Directive A ▸
From the passage on returning to New Orleans, list every name of a person, group, or website that it mentions.

Passage provided ▸

»»

It had been 20 months since I had been in New Orleans. My scheduled trip for September 2005 was interrupted by that little ole storm that rolled through town the month before. And it seemed amazing that it took this long for me to arrive back at the scene of the crimes.

Shortly after the disaster, I contacted several Orleanians about how CDS could help. A couple of youngish theater folks, Nick Slie and Bruce France, whose company, Mondo Bizarro, was active in the AlternateRoots network, had jumped into the fray of post-Katrina documentation with a website, i10witness.org. We sent some audio gear down to assist them, and their efforts expanded to several hundred audio interviews which are shared on the site.

««

Records for the exercise ▸
»»

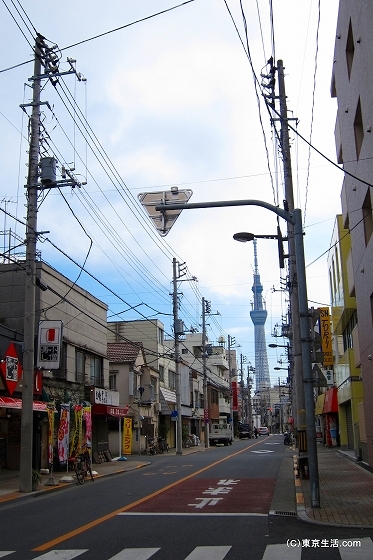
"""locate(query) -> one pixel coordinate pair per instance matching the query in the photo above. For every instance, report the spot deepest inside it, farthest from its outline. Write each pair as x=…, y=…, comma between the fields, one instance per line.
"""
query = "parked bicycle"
x=162, y=445
x=152, y=446
x=83, y=466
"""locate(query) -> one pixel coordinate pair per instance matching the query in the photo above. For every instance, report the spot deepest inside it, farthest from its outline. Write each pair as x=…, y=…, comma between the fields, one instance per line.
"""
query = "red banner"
x=235, y=395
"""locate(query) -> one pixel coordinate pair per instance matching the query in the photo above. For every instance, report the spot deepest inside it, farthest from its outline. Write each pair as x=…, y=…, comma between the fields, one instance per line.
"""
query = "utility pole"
x=45, y=58
x=25, y=475
x=206, y=411
x=231, y=343
x=178, y=330
x=299, y=399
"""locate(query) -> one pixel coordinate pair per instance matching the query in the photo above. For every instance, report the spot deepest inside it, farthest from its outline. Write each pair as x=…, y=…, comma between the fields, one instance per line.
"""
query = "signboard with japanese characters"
x=326, y=336
x=106, y=396
x=11, y=368
x=49, y=344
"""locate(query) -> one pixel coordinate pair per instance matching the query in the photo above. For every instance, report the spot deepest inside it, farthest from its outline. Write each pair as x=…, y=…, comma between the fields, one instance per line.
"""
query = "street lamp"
x=306, y=349
x=295, y=219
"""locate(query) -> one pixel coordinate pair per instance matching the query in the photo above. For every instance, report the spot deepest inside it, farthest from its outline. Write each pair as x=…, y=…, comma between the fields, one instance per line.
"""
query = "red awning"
x=331, y=401
x=9, y=402
x=109, y=410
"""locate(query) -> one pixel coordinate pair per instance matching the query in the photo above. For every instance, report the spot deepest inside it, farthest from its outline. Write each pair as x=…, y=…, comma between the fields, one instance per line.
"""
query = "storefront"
x=10, y=431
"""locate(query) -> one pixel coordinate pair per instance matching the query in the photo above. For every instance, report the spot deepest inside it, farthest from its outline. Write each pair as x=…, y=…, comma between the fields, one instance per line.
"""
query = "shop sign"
x=49, y=344
x=106, y=396
x=11, y=368
x=127, y=436
x=326, y=337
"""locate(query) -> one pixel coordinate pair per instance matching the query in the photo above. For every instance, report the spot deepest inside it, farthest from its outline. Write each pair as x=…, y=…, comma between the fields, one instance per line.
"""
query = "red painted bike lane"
x=212, y=495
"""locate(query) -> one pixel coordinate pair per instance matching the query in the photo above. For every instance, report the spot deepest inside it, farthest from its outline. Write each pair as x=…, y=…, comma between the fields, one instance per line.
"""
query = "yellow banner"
x=127, y=436
x=326, y=336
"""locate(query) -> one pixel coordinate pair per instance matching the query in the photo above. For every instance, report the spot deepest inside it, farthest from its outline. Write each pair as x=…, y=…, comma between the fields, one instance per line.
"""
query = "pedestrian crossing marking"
x=349, y=549
x=135, y=554
x=209, y=553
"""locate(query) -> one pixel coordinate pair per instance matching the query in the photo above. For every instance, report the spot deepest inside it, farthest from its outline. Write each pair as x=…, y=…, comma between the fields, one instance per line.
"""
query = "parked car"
x=244, y=431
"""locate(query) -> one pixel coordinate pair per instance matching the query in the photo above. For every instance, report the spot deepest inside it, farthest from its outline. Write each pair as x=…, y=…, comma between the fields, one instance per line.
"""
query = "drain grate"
x=285, y=513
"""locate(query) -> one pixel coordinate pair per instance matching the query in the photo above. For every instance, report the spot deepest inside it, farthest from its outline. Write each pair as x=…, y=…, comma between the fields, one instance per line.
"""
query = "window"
x=367, y=217
x=350, y=50
x=79, y=366
x=96, y=371
x=113, y=381
x=358, y=129
x=214, y=397
x=172, y=379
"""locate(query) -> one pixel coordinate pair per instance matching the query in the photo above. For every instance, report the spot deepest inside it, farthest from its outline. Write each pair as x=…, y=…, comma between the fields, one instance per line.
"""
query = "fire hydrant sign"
x=49, y=344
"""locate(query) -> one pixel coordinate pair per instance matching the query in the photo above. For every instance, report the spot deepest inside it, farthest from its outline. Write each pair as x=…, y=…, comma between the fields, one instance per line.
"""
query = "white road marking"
x=135, y=554
x=282, y=552
x=62, y=554
x=209, y=553
x=362, y=552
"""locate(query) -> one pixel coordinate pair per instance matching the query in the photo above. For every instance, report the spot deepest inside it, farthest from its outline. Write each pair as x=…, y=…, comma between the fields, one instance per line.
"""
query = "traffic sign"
x=164, y=221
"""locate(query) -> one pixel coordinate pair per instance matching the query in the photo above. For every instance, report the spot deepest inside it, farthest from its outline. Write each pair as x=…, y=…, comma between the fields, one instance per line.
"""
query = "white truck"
x=221, y=433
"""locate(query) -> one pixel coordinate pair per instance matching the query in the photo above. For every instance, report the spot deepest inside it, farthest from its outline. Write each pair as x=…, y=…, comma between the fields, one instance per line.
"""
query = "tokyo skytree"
x=258, y=316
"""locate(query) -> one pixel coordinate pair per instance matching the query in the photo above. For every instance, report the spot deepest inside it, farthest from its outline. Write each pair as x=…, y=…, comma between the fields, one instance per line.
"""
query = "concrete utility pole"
x=231, y=343
x=204, y=370
x=298, y=394
x=45, y=58
x=177, y=332
x=25, y=475
x=295, y=218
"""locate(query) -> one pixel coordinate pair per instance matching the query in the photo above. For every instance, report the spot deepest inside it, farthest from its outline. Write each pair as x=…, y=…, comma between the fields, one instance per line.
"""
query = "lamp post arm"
x=288, y=216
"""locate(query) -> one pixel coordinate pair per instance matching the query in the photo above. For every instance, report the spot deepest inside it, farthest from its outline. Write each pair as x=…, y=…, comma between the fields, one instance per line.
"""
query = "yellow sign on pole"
x=326, y=336
x=127, y=436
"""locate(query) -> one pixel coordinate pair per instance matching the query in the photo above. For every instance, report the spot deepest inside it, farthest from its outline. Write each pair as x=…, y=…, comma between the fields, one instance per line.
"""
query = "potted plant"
x=36, y=479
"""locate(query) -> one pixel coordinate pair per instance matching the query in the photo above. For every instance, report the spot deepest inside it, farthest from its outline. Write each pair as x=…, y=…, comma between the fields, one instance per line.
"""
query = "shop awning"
x=331, y=401
x=103, y=409
x=320, y=404
x=9, y=402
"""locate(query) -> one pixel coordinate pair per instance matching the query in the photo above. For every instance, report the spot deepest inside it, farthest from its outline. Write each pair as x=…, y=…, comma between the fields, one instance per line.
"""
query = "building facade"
x=74, y=385
x=352, y=86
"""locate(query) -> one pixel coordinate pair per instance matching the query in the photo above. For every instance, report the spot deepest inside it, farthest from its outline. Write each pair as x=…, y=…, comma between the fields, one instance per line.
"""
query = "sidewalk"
x=346, y=488
x=9, y=480
x=346, y=491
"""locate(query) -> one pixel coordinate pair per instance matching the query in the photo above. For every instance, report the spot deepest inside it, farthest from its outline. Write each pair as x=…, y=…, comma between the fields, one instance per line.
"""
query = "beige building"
x=83, y=369
x=352, y=86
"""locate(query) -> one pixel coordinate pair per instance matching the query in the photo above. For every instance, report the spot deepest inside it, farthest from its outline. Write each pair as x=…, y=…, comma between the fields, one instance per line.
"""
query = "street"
x=213, y=505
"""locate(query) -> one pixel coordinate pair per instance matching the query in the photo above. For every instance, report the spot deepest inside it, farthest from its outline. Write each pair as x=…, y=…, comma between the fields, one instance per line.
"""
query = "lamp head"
x=243, y=236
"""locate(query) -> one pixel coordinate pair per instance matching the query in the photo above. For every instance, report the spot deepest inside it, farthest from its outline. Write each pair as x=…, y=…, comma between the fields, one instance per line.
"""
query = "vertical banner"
x=50, y=410
x=63, y=434
x=127, y=436
x=235, y=395
x=87, y=417
x=326, y=336
x=76, y=439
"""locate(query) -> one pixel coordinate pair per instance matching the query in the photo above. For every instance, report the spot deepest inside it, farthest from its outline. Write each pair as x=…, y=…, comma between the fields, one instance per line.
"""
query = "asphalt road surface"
x=204, y=506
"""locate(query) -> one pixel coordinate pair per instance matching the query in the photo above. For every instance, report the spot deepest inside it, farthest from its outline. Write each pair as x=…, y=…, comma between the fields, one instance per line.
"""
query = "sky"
x=168, y=98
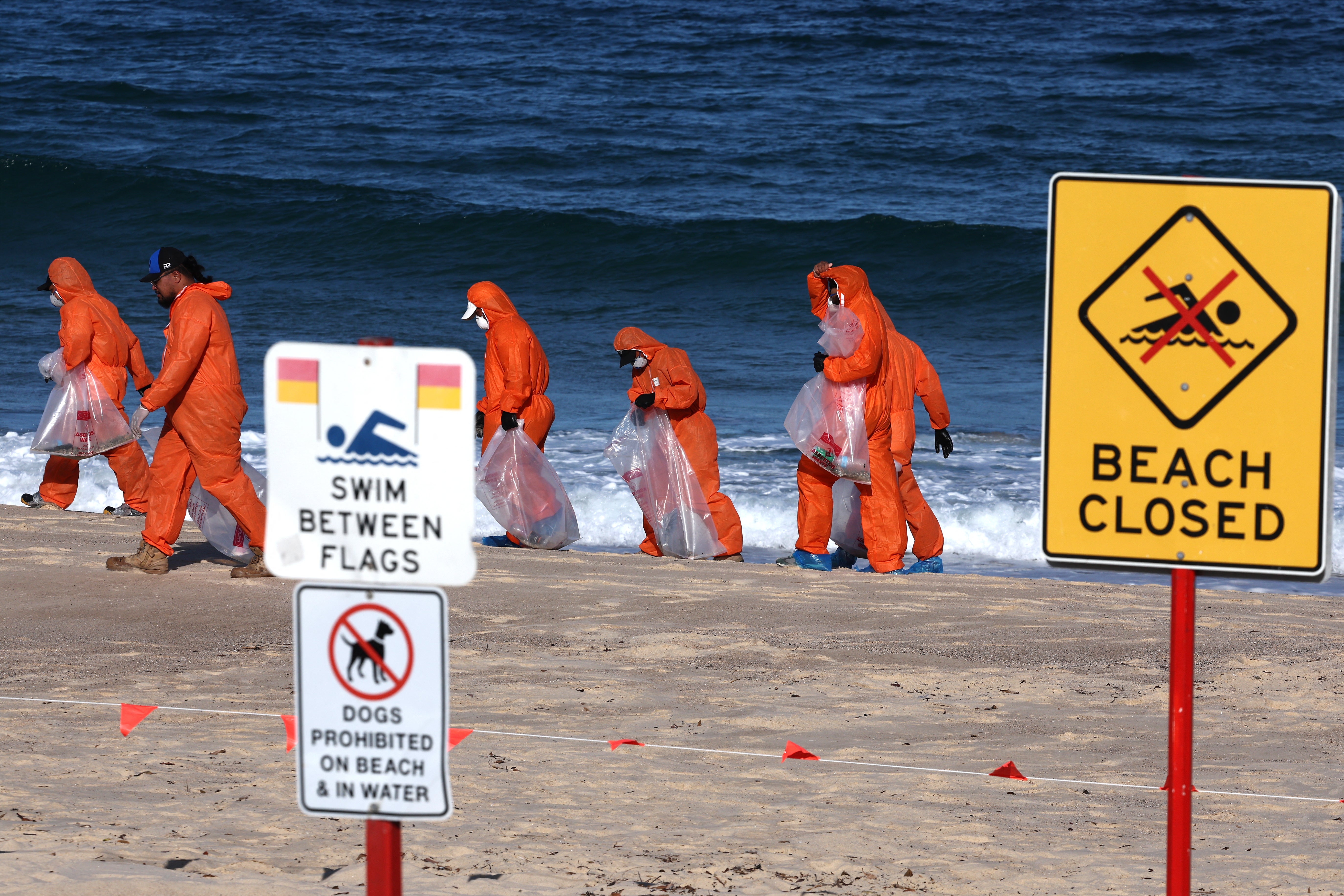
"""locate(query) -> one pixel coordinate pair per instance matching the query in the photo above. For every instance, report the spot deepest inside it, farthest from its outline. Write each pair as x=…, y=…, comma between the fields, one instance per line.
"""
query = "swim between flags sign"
x=370, y=453
x=1190, y=375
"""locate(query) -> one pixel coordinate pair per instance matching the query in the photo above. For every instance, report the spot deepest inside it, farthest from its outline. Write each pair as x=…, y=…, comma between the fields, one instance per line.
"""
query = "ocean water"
x=353, y=168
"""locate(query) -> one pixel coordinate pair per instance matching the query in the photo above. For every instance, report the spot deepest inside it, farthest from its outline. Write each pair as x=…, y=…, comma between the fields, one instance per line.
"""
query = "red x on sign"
x=1189, y=316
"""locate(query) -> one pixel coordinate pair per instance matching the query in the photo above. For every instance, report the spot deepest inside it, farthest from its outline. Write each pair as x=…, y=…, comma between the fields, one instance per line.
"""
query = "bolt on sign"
x=370, y=453
x=371, y=694
x=1191, y=374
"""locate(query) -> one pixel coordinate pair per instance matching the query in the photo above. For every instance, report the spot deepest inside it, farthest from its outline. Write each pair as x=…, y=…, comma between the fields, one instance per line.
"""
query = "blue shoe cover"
x=842, y=559
x=820, y=562
x=932, y=565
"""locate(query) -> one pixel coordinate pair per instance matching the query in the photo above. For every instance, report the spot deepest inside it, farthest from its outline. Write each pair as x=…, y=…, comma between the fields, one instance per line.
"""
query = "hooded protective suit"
x=517, y=371
x=678, y=390
x=914, y=375
x=879, y=503
x=201, y=392
x=93, y=332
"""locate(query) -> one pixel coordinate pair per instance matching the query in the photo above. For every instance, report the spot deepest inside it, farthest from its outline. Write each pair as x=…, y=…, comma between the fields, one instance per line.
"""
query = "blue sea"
x=351, y=168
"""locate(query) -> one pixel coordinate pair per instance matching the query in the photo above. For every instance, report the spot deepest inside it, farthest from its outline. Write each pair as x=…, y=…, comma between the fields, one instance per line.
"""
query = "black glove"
x=941, y=443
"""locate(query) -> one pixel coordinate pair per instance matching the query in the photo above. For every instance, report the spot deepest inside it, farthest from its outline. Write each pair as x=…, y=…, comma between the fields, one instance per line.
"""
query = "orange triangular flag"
x=1167, y=785
x=795, y=752
x=1008, y=770
x=132, y=715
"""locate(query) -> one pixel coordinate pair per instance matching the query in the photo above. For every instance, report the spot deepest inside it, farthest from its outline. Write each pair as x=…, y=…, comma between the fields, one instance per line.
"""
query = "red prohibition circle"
x=371, y=655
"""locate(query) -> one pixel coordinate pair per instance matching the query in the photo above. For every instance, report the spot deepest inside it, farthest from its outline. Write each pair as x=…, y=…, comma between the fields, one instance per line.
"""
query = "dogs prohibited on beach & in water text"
x=371, y=694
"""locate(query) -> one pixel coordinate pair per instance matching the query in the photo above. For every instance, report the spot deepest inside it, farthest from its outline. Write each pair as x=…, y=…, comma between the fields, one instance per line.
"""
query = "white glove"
x=53, y=367
x=138, y=420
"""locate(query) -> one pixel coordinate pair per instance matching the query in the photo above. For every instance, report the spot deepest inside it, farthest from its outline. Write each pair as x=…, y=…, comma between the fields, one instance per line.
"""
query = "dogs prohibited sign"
x=371, y=694
x=1190, y=374
x=371, y=464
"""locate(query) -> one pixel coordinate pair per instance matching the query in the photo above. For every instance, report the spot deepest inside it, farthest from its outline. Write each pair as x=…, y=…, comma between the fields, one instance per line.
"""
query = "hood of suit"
x=70, y=280
x=492, y=300
x=632, y=338
x=853, y=284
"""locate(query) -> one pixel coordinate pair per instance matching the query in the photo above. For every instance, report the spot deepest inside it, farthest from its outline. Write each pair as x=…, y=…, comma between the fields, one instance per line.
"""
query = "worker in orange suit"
x=914, y=375
x=202, y=395
x=662, y=377
x=93, y=334
x=879, y=502
x=517, y=375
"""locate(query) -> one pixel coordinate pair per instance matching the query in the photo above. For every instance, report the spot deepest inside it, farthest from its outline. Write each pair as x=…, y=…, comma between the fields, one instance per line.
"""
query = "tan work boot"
x=147, y=559
x=256, y=569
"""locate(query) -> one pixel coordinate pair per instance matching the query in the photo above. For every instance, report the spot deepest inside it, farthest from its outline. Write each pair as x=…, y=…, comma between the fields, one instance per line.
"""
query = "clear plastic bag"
x=217, y=523
x=647, y=455
x=521, y=490
x=826, y=421
x=847, y=520
x=80, y=420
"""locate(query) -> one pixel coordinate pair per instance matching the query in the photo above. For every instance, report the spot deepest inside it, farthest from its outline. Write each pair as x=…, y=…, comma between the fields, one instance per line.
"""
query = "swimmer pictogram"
x=1187, y=317
x=369, y=448
x=371, y=652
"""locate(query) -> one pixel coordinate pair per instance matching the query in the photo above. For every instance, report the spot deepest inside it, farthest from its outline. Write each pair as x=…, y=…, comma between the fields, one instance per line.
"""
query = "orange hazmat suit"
x=914, y=375
x=678, y=390
x=202, y=394
x=92, y=332
x=517, y=371
x=879, y=503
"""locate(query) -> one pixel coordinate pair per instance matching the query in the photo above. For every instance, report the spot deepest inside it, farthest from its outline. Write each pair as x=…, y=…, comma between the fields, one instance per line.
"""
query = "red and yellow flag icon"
x=440, y=386
x=298, y=381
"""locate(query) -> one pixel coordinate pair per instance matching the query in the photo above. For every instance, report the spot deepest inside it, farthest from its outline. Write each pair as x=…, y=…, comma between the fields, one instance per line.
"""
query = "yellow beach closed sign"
x=1190, y=374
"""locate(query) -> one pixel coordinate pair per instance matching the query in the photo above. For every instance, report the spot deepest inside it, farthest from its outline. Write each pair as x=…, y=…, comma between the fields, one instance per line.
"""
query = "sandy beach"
x=951, y=672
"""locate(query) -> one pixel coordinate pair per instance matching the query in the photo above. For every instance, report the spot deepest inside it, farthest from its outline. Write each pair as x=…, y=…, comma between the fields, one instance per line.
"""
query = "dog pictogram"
x=359, y=655
x=376, y=652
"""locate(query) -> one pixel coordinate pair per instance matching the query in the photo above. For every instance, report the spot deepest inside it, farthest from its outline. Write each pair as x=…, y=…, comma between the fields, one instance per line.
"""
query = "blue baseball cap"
x=164, y=261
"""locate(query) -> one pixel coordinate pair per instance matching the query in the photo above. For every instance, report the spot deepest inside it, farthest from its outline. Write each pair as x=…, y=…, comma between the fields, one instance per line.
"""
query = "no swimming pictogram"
x=371, y=652
x=1156, y=316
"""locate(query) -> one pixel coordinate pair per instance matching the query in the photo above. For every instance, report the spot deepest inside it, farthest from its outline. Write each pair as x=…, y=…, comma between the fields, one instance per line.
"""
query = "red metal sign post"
x=384, y=844
x=1181, y=733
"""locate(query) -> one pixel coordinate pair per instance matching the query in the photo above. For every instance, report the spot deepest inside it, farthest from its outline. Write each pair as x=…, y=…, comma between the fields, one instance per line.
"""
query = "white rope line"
x=95, y=703
x=728, y=753
x=882, y=765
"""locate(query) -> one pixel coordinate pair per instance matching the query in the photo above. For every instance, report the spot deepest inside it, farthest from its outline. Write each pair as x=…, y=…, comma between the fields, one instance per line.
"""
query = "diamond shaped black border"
x=1129, y=262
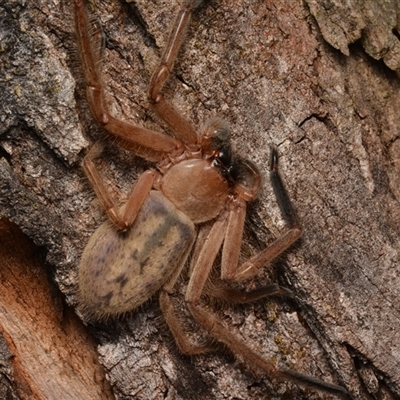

««

Directive B ▸
Output everything in the entries from their start down to the line containing "x=83, y=466" as a Markdown table with the columns Number and Content. Give one row per line, skip blank lines, and leave the pictures out.

Written solution A ▸
Nick Slie
Bruce France
CDS
Mondo Bizarro
AlternateRoots
i10witness.org

Written solution B ▸
| Number | Content |
|---|---|
| 1 | """locate(query) -> one pixel coordinate pair per instance matching the query in the photo above. For every instance, report the spot deepest inside it, farthest from its outline. Write each pair as x=…, y=…, comma between the fields, one instance per line. |
| 2 | """ |
| 3 | query = "parked bicycle" |
| 4 | x=162, y=445 |
| 5 | x=152, y=446 |
| 6 | x=83, y=466 |